(Segmentation dataset lines)
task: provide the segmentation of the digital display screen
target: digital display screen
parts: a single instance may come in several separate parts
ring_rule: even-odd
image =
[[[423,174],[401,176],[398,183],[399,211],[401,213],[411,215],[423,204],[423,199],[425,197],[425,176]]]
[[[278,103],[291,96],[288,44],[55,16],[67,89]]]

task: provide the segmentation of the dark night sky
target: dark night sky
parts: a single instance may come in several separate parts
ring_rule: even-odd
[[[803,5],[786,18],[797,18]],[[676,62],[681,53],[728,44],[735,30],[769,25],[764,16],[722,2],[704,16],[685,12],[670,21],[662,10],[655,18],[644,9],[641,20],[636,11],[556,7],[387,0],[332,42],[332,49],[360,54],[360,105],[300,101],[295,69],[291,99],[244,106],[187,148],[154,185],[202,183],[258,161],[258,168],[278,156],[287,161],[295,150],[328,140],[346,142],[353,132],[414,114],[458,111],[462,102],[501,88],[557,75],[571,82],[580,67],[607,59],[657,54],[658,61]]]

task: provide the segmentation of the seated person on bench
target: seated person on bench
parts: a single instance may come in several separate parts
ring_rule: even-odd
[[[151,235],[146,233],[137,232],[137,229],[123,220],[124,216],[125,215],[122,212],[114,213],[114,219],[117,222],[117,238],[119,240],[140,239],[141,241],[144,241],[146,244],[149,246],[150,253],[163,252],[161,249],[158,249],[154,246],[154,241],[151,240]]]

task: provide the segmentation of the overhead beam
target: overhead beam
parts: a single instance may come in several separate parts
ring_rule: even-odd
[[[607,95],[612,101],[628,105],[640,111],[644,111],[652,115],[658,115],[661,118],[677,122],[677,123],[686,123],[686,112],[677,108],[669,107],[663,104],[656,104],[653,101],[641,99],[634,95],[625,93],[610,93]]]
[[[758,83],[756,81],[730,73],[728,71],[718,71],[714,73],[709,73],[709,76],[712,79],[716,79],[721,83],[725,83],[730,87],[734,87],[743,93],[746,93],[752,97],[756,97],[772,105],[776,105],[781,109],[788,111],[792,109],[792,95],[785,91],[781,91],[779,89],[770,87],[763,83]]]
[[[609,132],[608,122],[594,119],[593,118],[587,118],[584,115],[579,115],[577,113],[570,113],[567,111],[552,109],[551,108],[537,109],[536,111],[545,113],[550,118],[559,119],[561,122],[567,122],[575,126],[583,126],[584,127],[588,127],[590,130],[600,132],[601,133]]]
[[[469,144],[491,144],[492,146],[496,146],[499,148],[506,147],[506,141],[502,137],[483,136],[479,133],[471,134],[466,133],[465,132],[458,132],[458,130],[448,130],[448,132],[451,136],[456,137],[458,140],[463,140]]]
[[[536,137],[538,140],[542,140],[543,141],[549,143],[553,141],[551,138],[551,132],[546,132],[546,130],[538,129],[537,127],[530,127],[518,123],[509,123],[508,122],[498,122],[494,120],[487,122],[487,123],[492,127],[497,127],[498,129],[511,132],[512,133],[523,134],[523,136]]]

What you should do:
Rewrite the lines from the first one through the one containing "[[[278,103],[291,96],[288,44],[55,16],[67,89]]]", changing "digital display screen" to "electronic display screen" and leaving everything else as it is.

Result of the task:
task: provide the segmentation of the electronic display screen
target: electronic display screen
parts: a single instance may come in several separate parts
ring_rule: even-odd
image =
[[[423,174],[401,176],[398,183],[399,211],[401,213],[411,215],[423,204],[423,199],[425,197],[425,176]]]
[[[278,103],[291,96],[288,44],[55,16],[67,89]]]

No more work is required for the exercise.